**Exercise goal**
Repeat only what runs from the line with "In the photo above, where exactly is the bar stool" through the last line of the data below, both included, keeping every word as it is and leaving out the pictures.

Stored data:
########
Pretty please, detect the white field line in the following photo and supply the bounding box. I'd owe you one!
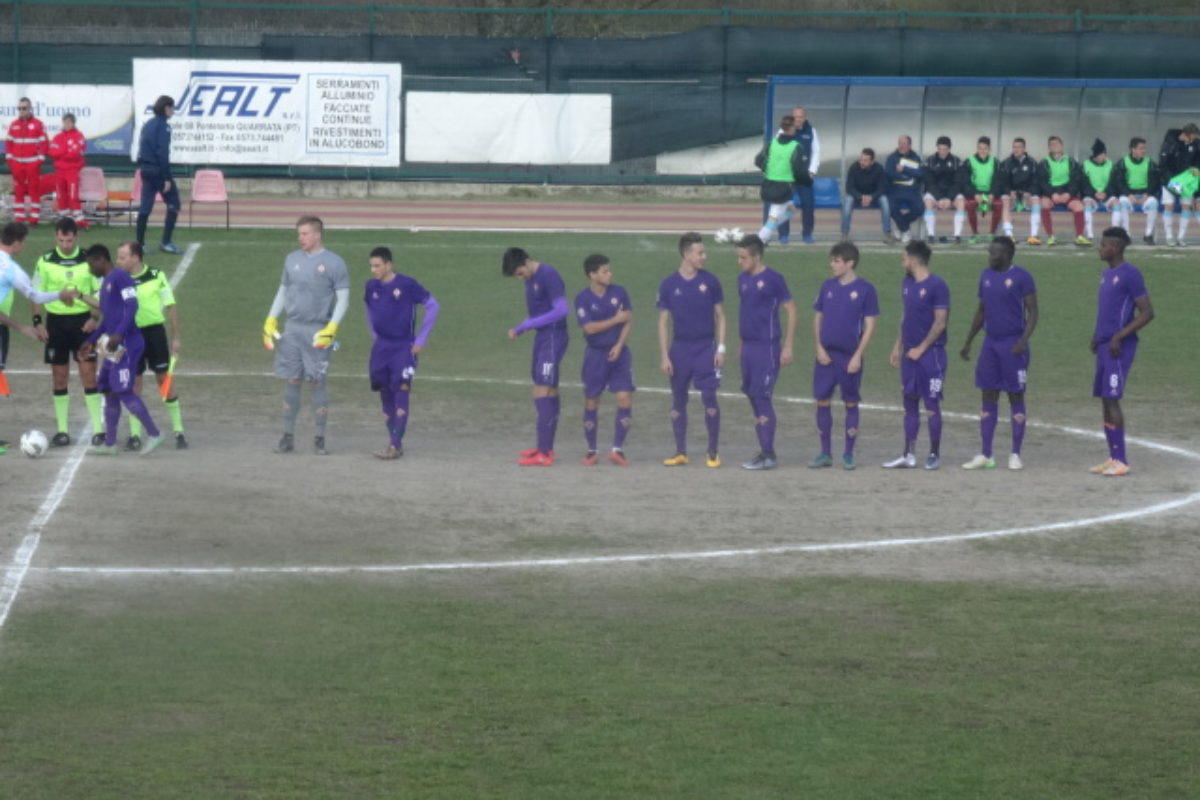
[6,371,1192,579]
[0,244,203,636]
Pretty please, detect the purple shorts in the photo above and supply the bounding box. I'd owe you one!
[369,339,417,391]
[812,350,864,402]
[975,336,1029,393]
[740,341,780,399]
[1093,338,1137,399]
[900,345,947,400]
[581,345,635,397]
[669,339,720,393]
[530,328,568,387]
[98,337,143,394]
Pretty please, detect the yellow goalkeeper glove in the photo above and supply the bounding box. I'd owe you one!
[312,321,339,349]
[263,316,280,350]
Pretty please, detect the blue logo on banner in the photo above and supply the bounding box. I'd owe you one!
[171,71,299,118]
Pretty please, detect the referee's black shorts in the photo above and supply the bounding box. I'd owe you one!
[137,323,172,375]
[0,323,9,370]
[44,312,96,365]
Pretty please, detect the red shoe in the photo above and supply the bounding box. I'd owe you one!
[519,446,539,459]
[608,449,630,467]
[581,451,598,466]
[518,450,554,467]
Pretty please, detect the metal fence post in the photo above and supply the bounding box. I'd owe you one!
[12,0,21,83]
[190,0,199,57]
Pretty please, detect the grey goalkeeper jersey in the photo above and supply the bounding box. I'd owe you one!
[280,247,350,326]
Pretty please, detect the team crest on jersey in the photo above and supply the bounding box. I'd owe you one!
[919,288,927,297]
[674,288,682,296]
[65,270,73,280]
[533,283,539,291]
[577,307,586,318]
[372,291,379,300]
[983,279,991,288]
[393,288,402,298]
[850,290,859,300]
[756,280,764,290]
[610,296,618,306]
[1113,276,1120,284]
[317,264,326,273]
[699,283,708,293]
[1005,278,1013,288]
[826,290,833,299]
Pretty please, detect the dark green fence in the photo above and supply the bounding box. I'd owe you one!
[4,2,1200,184]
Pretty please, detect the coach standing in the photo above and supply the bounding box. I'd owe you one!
[136,95,183,256]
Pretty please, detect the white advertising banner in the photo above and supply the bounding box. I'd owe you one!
[405,92,611,165]
[0,84,134,156]
[132,59,401,166]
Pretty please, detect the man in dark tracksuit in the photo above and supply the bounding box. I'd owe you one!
[884,135,923,243]
[136,94,183,256]
[922,135,964,243]
[997,137,1041,243]
[840,148,891,242]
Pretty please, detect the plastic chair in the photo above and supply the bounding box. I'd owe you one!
[189,169,230,229]
[78,166,134,225]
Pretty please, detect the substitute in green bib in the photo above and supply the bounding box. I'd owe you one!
[121,240,187,449]
[1035,135,1087,246]
[962,136,1001,244]
[31,217,105,446]
[1110,136,1161,246]
[1082,138,1115,242]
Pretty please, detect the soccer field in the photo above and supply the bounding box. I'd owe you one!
[2,224,1199,798]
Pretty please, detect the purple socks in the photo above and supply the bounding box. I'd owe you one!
[1105,423,1126,464]
[106,391,160,446]
[1010,401,1026,455]
[926,398,942,456]
[614,407,631,450]
[980,400,999,457]
[844,404,859,457]
[671,389,688,454]
[534,396,559,455]
[751,396,776,455]
[903,395,920,452]
[816,404,832,456]
[701,388,720,455]
[583,407,598,452]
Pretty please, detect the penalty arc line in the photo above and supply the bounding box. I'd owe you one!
[0,244,203,636]
[9,369,1194,578]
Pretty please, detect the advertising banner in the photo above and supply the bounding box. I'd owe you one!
[132,59,401,166]
[0,85,134,156]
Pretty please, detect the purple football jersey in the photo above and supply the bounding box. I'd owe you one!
[574,284,631,349]
[94,268,144,349]
[813,276,880,354]
[900,272,950,349]
[1094,262,1148,344]
[525,263,567,332]
[978,264,1035,338]
[365,273,431,342]
[657,269,724,342]
[738,267,792,343]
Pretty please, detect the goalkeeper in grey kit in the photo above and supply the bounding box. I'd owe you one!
[262,215,350,455]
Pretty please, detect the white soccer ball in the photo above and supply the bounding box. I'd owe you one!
[20,429,49,458]
[714,228,731,244]
[729,227,745,242]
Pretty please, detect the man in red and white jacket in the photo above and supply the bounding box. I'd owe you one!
[5,97,49,225]
[48,113,87,228]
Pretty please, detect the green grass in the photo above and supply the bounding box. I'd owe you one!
[1,225,1198,798]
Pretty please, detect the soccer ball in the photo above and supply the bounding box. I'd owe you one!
[714,228,731,243]
[729,227,745,242]
[20,430,49,458]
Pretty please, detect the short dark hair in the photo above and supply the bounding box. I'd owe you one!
[122,241,144,260]
[861,147,875,159]
[369,246,393,263]
[1048,135,1063,145]
[153,95,175,117]
[1130,136,1146,149]
[54,217,77,235]
[904,240,932,265]
[678,231,703,256]
[977,136,991,146]
[829,241,859,267]
[1102,226,1131,249]
[992,235,1016,262]
[583,253,609,276]
[936,135,951,148]
[1013,137,1026,146]
[779,114,795,130]
[62,113,76,124]
[85,243,112,262]
[736,234,764,258]
[296,215,323,234]
[1,221,28,246]
[502,247,530,276]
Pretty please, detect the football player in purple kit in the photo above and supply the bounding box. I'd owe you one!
[811,241,880,470]
[574,254,634,466]
[503,247,568,467]
[959,237,1038,471]
[1090,227,1154,477]
[364,247,439,460]
[79,244,164,456]
[883,240,950,470]
[658,231,726,468]
[734,235,796,470]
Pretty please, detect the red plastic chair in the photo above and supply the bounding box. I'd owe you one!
[189,169,230,229]
[78,166,134,225]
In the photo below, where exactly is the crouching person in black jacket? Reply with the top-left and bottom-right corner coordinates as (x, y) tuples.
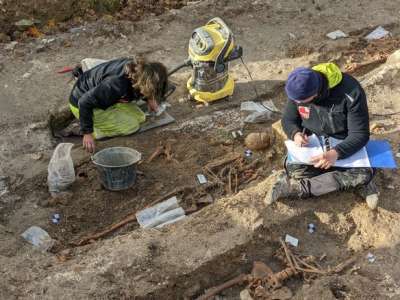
(265, 63), (379, 209)
(69, 57), (168, 153)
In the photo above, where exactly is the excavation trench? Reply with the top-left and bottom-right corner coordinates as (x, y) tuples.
(2, 4), (400, 297)
(23, 107), (284, 252)
(8, 50), (399, 298)
(6, 69), (400, 299)
(14, 112), (367, 299)
(26, 154), (369, 300)
(8, 46), (400, 297)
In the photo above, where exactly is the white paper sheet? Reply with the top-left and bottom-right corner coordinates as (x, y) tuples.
(285, 134), (324, 164)
(329, 137), (370, 168)
(285, 134), (371, 168)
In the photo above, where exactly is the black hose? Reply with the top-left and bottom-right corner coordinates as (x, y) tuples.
(168, 59), (192, 76)
(240, 57), (281, 115)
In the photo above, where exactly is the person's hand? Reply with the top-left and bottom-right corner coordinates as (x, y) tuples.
(147, 98), (159, 112)
(294, 131), (309, 147)
(310, 149), (338, 169)
(83, 133), (95, 153)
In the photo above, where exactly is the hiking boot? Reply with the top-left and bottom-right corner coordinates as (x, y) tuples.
(357, 179), (379, 210)
(264, 170), (301, 205)
(58, 120), (81, 137)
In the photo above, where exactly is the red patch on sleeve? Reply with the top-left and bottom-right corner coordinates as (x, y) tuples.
(298, 106), (310, 119)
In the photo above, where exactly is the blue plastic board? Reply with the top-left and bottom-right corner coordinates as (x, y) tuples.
(366, 140), (397, 169)
(287, 139), (397, 169)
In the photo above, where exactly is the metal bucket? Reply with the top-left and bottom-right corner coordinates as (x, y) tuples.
(92, 147), (141, 191)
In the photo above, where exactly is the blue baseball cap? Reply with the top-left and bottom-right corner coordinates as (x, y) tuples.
(285, 67), (321, 101)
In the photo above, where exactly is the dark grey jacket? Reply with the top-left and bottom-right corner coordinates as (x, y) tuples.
(282, 73), (370, 159)
(70, 58), (143, 134)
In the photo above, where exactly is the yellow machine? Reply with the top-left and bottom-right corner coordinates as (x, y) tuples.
(169, 17), (243, 104)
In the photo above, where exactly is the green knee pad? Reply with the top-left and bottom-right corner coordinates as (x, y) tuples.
(70, 102), (146, 139)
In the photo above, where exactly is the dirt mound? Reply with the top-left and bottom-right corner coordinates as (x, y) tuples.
(1, 0), (81, 36)
(0, 0), (188, 41)
(121, 0), (187, 21)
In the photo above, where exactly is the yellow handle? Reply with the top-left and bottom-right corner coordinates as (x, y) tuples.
(206, 17), (231, 35)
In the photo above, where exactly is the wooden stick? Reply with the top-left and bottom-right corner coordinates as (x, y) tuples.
(164, 142), (172, 160)
(346, 57), (387, 74)
(73, 213), (138, 246)
(146, 186), (189, 208)
(228, 167), (232, 194)
(280, 239), (296, 271)
(329, 256), (356, 274)
(219, 165), (230, 180)
(279, 239), (326, 275)
(235, 169), (238, 194)
(372, 111), (400, 117)
(293, 266), (327, 275)
(203, 166), (224, 186)
(196, 274), (249, 300)
(242, 171), (259, 184)
(147, 145), (164, 163)
(73, 185), (197, 246)
(291, 253), (301, 270)
(239, 158), (259, 172)
(204, 153), (241, 171)
(164, 142), (179, 164)
(302, 256), (323, 269)
(294, 255), (322, 272)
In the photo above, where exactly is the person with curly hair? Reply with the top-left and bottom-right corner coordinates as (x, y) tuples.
(69, 57), (168, 153)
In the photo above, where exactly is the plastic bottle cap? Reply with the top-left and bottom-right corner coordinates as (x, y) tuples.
(307, 223), (316, 233)
(245, 149), (253, 157)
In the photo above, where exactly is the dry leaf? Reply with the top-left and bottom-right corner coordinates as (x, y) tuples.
(47, 19), (56, 28)
(56, 254), (69, 263)
(27, 26), (43, 38)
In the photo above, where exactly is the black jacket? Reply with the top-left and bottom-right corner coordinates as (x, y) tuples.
(282, 73), (370, 159)
(70, 58), (143, 134)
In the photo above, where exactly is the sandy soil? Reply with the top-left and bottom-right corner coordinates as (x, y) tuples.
(1, 0), (400, 299)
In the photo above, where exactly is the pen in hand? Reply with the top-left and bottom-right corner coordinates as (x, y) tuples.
(294, 127), (309, 147)
(300, 127), (309, 147)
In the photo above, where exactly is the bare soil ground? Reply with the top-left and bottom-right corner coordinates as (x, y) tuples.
(2, 0), (400, 299)
(0, 0), (187, 40)
(45, 124), (277, 250)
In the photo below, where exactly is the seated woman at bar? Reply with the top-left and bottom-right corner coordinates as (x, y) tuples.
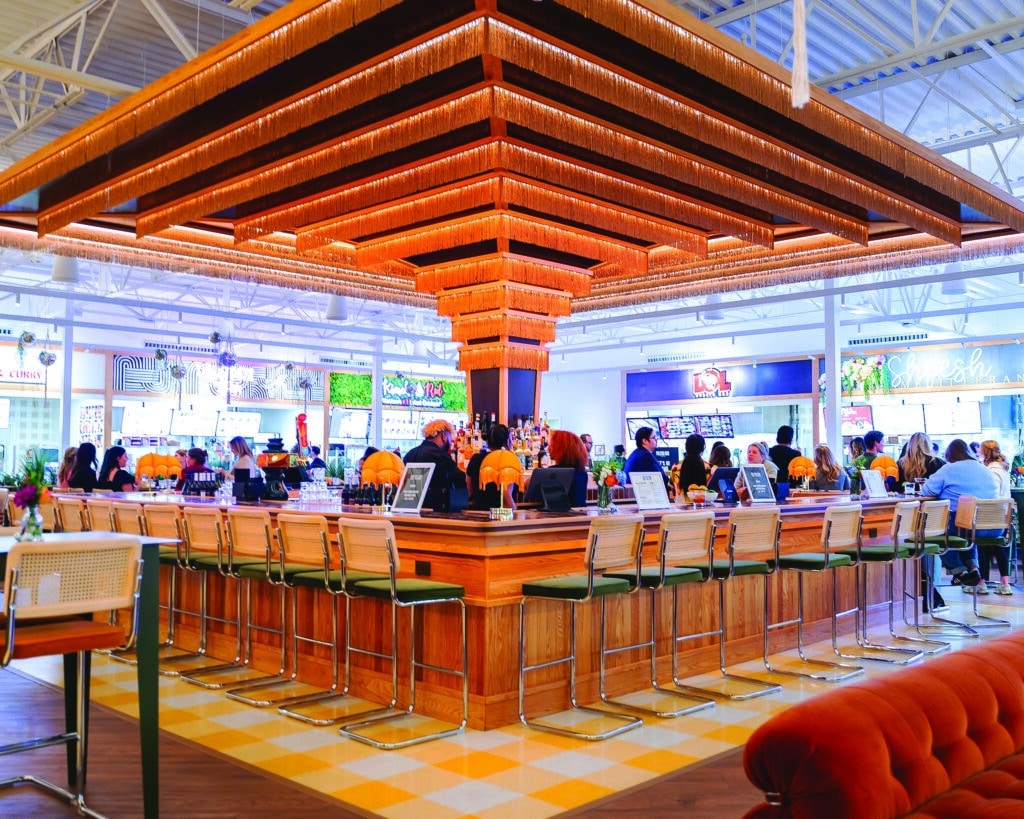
(97, 445), (136, 492)
(175, 447), (214, 491)
(921, 438), (999, 590)
(676, 433), (710, 496)
(897, 431), (944, 485)
(403, 419), (466, 512)
(808, 444), (850, 491)
(707, 442), (733, 482)
(67, 442), (98, 493)
(547, 429), (589, 507)
(466, 423), (517, 511)
(735, 441), (778, 497)
(56, 446), (77, 489)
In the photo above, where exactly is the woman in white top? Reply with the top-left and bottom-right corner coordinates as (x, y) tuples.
(227, 436), (260, 478)
(980, 439), (1011, 498)
(978, 439), (1012, 594)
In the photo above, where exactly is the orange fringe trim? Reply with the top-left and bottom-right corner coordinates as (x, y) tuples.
(416, 254), (592, 297)
(449, 312), (557, 344)
(436, 282), (572, 317)
(458, 344), (549, 372)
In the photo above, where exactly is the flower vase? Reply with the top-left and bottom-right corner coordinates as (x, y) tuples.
(15, 505), (45, 542)
(597, 483), (613, 512)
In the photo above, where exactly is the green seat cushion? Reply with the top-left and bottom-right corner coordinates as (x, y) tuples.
(919, 535), (969, 548)
(521, 574), (629, 600)
(903, 538), (942, 554)
(771, 552), (853, 571)
(352, 577), (465, 604)
(237, 562), (272, 580)
(678, 559), (770, 579)
(974, 537), (1008, 547)
(604, 566), (704, 588)
(158, 547), (180, 564)
(837, 545), (913, 561)
(291, 568), (388, 593)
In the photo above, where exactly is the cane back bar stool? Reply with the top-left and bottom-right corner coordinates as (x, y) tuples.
(954, 496), (1013, 629)
(83, 498), (114, 532)
(905, 499), (979, 640)
(159, 506), (261, 677)
(337, 516), (468, 749)
(54, 496), (87, 533)
(763, 504), (865, 682)
(141, 502), (189, 657)
(674, 506), (783, 700)
(227, 513), (371, 708)
(274, 514), (386, 724)
(0, 536), (142, 818)
(831, 501), (931, 662)
(104, 501), (149, 665)
(518, 515), (645, 740)
(601, 511), (716, 717)
(183, 508), (288, 690)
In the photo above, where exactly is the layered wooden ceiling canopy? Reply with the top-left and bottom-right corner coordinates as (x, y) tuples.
(2, 0), (1024, 371)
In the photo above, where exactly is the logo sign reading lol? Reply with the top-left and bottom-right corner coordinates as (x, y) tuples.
(692, 367), (732, 399)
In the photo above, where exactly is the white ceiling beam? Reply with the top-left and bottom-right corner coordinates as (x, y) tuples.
(139, 0), (198, 61)
(0, 50), (138, 96)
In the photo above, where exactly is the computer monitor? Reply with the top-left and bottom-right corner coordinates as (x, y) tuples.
(523, 468), (575, 504)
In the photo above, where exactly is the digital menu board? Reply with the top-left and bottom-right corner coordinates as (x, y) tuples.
(924, 402), (982, 435)
(120, 404), (172, 436)
(169, 407), (218, 437)
(840, 405), (874, 437)
(656, 414), (733, 439)
(216, 411), (262, 438)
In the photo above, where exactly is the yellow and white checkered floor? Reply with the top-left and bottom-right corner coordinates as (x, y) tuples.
(16, 594), (1024, 818)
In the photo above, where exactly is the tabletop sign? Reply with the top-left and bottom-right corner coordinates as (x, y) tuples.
(391, 462), (436, 514)
(631, 471), (672, 510)
(860, 468), (888, 499)
(741, 464), (776, 504)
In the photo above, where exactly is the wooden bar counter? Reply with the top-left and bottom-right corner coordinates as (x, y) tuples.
(117, 492), (902, 730)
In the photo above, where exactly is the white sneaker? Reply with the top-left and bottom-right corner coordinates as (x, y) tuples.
(976, 583), (989, 595)
(997, 583), (1013, 595)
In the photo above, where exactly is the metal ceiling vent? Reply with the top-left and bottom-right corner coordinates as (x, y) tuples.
(0, 328), (13, 337)
(645, 352), (707, 364)
(319, 355), (370, 368)
(142, 340), (216, 355)
(847, 332), (928, 346)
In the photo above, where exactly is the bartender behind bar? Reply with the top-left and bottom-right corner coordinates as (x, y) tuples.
(403, 419), (467, 512)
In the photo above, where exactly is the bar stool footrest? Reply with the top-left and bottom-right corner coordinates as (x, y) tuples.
(279, 693), (390, 726)
(518, 705), (642, 741)
(602, 685), (715, 718)
(340, 710), (467, 750)
(673, 672), (782, 701)
(0, 774), (106, 819)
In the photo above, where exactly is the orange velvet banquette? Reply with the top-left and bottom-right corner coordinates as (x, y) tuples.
(743, 630), (1024, 818)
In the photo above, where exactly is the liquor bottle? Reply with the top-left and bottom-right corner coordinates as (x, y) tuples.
(490, 411), (497, 432)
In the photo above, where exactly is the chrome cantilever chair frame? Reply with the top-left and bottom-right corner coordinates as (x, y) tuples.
(337, 515), (467, 749)
(762, 504), (865, 682)
(832, 501), (926, 664)
(601, 511), (716, 717)
(518, 515), (645, 740)
(956, 496), (1013, 629)
(674, 507), (783, 700)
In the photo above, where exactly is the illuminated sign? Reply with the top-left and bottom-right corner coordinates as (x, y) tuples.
(692, 367), (733, 399)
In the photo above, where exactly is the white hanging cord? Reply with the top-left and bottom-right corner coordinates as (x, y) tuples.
(792, 0), (810, 108)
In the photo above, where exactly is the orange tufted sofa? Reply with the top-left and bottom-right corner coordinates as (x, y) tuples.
(743, 630), (1024, 818)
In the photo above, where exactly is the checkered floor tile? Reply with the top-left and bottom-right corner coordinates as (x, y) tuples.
(15, 595), (1024, 817)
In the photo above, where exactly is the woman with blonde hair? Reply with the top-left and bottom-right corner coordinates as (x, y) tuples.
(57, 446), (77, 489)
(980, 439), (1011, 498)
(977, 439), (1012, 594)
(897, 431), (943, 484)
(809, 444), (850, 491)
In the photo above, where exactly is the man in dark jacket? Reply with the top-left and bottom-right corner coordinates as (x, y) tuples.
(403, 419), (466, 512)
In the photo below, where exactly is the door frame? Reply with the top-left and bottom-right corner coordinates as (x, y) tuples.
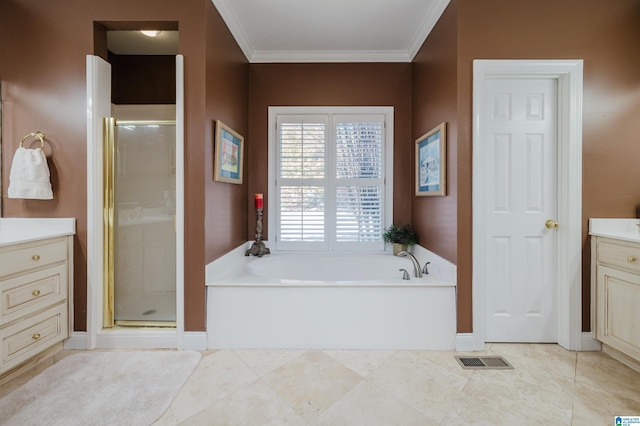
########
**Output**
In the photo above, where exactly is the bar stool footrest? Reply with the top-left and bottom-right corner coordinates as (x, y) tuples.
(279, 693), (390, 726)
(518, 705), (642, 741)
(602, 685), (715, 718)
(340, 710), (467, 750)
(673, 672), (782, 701)
(0, 774), (106, 819)
In the photo above, where exactly is the orange velvet banquette? Reply with the top-left and bottom-right corner coordinates as (x, y) tuples.
(743, 630), (1024, 818)
In the photo above, where exactly is the liquor bottle? Reply with the top-left and bottom-right corner coordinates as (x, y) tuples.
(490, 411), (497, 432)
In the photo above, where exactly is the chrome cantilever chair frame? Reply with the top-left and bottom-right corner coordinates as (x, y) tuples.
(337, 515), (467, 749)
(762, 504), (865, 682)
(832, 501), (926, 664)
(601, 511), (716, 717)
(518, 515), (645, 740)
(956, 496), (1013, 629)
(674, 507), (783, 700)
In the photo above, where exactly is the illuminated sign? Reply with the top-left and bottom-right corner coordinates as (x, y) tuples.
(692, 367), (733, 399)
In the photo above, where exactly is the white hanging cord? Reply with the top-left and bottom-right corner coordinates as (x, y) tuples.
(792, 0), (810, 108)
In the photo above, where exactly is the orange tufted sofa? Reply with the top-left and bottom-right corner coordinates as (x, y) tuples.
(743, 630), (1024, 818)
In the photo above, where exactly is the checkered floor tile? Reply with the top-left and bottom-right corner coordinates as (x, y) tuples.
(15, 595), (1024, 817)
In the photo above, where exactly is the woman with blonde hair? Reply with the top-left and bottom-right corner coordinates as (x, y) tuples.
(57, 446), (77, 489)
(980, 439), (1011, 498)
(977, 439), (1012, 594)
(897, 431), (943, 484)
(809, 444), (850, 491)
In the photo above, where exactly is the man in dark jacket? Reply with the top-left and bottom-right corner coordinates as (x, y) tuples.
(403, 419), (466, 512)
In the photo below, where exactly is the door frame? Reply with the top-left and bottom-right corner coordinates as (x, y) tuples.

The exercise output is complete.